**TASK STATEMENT**
Reproduce each line below without any alteration.

**INFORMATION SHOWN**
□ □ □ □ □ □ □

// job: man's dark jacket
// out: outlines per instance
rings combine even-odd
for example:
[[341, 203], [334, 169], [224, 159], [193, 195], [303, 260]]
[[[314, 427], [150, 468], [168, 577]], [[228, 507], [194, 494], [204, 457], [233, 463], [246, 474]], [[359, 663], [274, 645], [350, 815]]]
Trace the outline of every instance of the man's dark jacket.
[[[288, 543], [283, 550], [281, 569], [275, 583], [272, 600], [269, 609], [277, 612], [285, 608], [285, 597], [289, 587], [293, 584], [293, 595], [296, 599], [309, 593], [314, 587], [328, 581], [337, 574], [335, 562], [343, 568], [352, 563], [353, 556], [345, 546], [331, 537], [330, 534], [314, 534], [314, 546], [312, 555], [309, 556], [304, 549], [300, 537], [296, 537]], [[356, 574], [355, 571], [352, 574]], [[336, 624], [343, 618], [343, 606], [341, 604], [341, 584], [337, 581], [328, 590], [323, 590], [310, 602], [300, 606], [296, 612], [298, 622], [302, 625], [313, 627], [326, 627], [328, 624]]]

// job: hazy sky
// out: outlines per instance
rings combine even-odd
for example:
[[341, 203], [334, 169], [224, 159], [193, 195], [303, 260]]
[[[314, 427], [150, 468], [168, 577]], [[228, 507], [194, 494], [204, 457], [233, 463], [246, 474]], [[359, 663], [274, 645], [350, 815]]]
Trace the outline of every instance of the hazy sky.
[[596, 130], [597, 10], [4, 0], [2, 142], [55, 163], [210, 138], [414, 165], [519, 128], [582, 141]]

□ □ □ □ □ □ □

**ANSWER AREA**
// job: man's dark jacket
// out: outlines per instance
rings combine even-odd
for example:
[[341, 203], [334, 169], [224, 159], [193, 195], [303, 260]]
[[[314, 427], [150, 468], [168, 577]], [[228, 507], [194, 494], [204, 457], [233, 463], [246, 474]], [[359, 663], [274, 645], [350, 815]]]
Trace the outline of every instance of the man's dark jacket.
[[[288, 543], [283, 550], [281, 569], [275, 583], [272, 600], [269, 609], [277, 612], [285, 608], [285, 597], [289, 587], [293, 584], [293, 595], [296, 599], [309, 593], [314, 587], [328, 581], [337, 574], [335, 562], [343, 568], [352, 563], [353, 556], [345, 546], [331, 537], [330, 534], [314, 534], [314, 546], [312, 555], [309, 556], [304, 549], [300, 537], [296, 537]], [[356, 574], [355, 571], [352, 574]], [[336, 624], [343, 618], [343, 606], [341, 604], [341, 584], [337, 581], [328, 590], [323, 590], [310, 602], [300, 606], [296, 612], [298, 622], [302, 625], [313, 627], [326, 627], [328, 624]]]

// job: hazy sky
// out: outlines per instance
rings combine even-odd
for example:
[[341, 203], [334, 169], [224, 159], [193, 195], [303, 260]]
[[[314, 427], [150, 468], [168, 577]], [[228, 507], [194, 494], [204, 457], [233, 463], [246, 474]], [[359, 663], [274, 645], [350, 815]]]
Trace the outline of every instance of the hazy sky.
[[596, 130], [597, 10], [4, 0], [2, 142], [55, 163], [210, 138], [414, 165], [519, 128], [582, 141]]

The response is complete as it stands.